## Required action
Each entry needs to be duplicated exactly.

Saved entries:
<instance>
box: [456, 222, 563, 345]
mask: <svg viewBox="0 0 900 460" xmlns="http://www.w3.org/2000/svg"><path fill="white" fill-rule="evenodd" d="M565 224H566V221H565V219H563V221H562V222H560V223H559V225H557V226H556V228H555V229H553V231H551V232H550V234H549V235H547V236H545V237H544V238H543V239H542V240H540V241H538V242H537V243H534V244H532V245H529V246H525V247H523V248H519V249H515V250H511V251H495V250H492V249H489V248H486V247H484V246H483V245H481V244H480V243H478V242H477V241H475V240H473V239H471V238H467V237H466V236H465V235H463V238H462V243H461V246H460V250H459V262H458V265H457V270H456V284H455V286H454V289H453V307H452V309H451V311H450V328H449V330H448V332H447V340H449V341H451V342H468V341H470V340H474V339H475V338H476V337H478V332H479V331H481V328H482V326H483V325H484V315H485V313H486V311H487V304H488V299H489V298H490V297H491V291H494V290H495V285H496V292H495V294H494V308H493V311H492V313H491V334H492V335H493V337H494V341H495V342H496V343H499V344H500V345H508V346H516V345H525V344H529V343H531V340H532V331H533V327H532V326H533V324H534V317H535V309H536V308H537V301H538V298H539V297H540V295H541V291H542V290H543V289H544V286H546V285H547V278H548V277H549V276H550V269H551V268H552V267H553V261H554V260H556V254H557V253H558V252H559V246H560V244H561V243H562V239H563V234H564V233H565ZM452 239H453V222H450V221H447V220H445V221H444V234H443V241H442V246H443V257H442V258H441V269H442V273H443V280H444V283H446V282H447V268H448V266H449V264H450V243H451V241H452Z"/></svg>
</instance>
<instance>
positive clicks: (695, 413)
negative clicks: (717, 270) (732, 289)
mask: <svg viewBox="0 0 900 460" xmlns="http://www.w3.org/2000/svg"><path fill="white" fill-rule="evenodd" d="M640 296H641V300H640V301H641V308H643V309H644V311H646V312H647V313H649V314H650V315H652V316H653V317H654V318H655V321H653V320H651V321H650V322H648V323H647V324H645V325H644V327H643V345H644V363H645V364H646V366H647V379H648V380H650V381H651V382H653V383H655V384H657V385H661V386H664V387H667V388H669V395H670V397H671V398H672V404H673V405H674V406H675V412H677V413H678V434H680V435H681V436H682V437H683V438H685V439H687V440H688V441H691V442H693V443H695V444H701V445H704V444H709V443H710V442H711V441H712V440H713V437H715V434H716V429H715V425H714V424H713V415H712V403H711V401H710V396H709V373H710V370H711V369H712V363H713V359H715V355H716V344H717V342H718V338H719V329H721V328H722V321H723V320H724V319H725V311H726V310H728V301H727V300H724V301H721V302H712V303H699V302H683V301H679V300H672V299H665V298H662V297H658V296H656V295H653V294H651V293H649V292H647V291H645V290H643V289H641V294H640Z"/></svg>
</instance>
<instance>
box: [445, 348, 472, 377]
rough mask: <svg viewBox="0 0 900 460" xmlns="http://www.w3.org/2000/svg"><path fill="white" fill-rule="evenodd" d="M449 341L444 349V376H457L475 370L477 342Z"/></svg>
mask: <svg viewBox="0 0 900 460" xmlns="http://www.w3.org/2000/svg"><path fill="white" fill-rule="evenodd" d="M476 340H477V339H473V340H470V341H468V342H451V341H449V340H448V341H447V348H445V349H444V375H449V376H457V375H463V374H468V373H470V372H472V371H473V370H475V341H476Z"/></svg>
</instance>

## Task answer
<instance>
box: [456, 222, 563, 345]
mask: <svg viewBox="0 0 900 460" xmlns="http://www.w3.org/2000/svg"><path fill="white" fill-rule="evenodd" d="M565 224H566V221H565V219H563V221H562V222H560V223H559V225H557V226H556V228H555V229H553V231H551V232H550V234H549V235H547V236H545V237H544V238H543V239H542V240H540V241H538V242H537V243H534V244H532V245H529V246H525V247H523V248H519V249H515V250H511V251H495V250H492V249H489V248H486V247H484V246H483V245H481V244H480V243H478V242H477V241H475V240H473V239H471V238H467V237H466V236H465V235H463V238H462V243H461V246H460V250H459V262H458V265H457V270H456V284H455V286H454V289H453V307H452V309H451V311H450V328H449V330H448V332H447V340H449V341H451V342H468V341H470V340H474V339H475V338H476V337H478V332H479V331H481V328H482V326H483V325H484V315H485V313H486V311H487V304H488V299H489V298H490V297H491V291H494V290H495V285H496V292H495V294H494V308H493V311H492V313H491V334H492V335H493V337H494V341H495V342H496V343H499V344H500V345H508V346H516V345H525V344H529V343H531V340H532V331H533V327H532V326H533V324H534V317H535V309H536V308H537V301H538V298H539V297H540V295H541V291H542V290H543V289H544V286H546V285H547V278H548V277H549V276H550V269H551V268H552V267H553V261H554V260H556V254H557V253H558V252H559V246H560V244H561V243H562V239H563V234H564V233H565ZM452 239H453V222H450V221H447V220H445V221H444V234H443V241H442V246H443V257H442V258H441V269H442V273H443V280H444V283H446V282H447V268H448V266H449V264H450V243H451V241H452Z"/></svg>
</instance>
<instance>
positive clicks: (695, 413)
negative clicks: (717, 270) (732, 289)
mask: <svg viewBox="0 0 900 460" xmlns="http://www.w3.org/2000/svg"><path fill="white" fill-rule="evenodd" d="M640 296H641V300H640V301H641V308H643V309H644V311H646V312H647V313H649V314H650V315H652V316H653V317H654V318H655V321H653V320H651V321H650V322H648V323H647V324H645V325H644V327H643V345H644V363H645V364H646V366H647V379H648V380H650V381H651V382H653V383H655V384H657V385H661V386H664V387H667V388H669V395H670V397H671V398H672V404H673V405H674V406H675V412H677V413H678V434H680V435H681V436H682V437H683V438H685V439H687V440H688V441H691V442H693V443H695V444H701V445H704V444H709V443H710V442H711V441H712V440H713V437H715V434H716V429H715V425H714V424H713V415H712V403H711V401H710V396H709V373H710V370H711V369H712V363H713V359H715V355H716V344H717V342H718V338H719V329H721V328H722V321H723V320H724V319H725V311H726V310H728V301H727V300H724V301H721V302H712V303H699V302H683V301H679V300H672V299H665V298H662V297H658V296H656V295H653V294H651V293H649V292H647V291H645V290H643V289H641V294H640Z"/></svg>
</instance>
<instance>
box: [445, 348, 472, 377]
rough mask: <svg viewBox="0 0 900 460" xmlns="http://www.w3.org/2000/svg"><path fill="white" fill-rule="evenodd" d="M449 341L444 349V376H457L475 370L477 342Z"/></svg>
mask: <svg viewBox="0 0 900 460" xmlns="http://www.w3.org/2000/svg"><path fill="white" fill-rule="evenodd" d="M476 340H477V339H473V340H470V341H468V342H451V341H449V340H448V341H447V348H445V349H444V375H449V376H457V375H463V374H468V373H470V372H472V371H473V370H475V341H476Z"/></svg>
</instance>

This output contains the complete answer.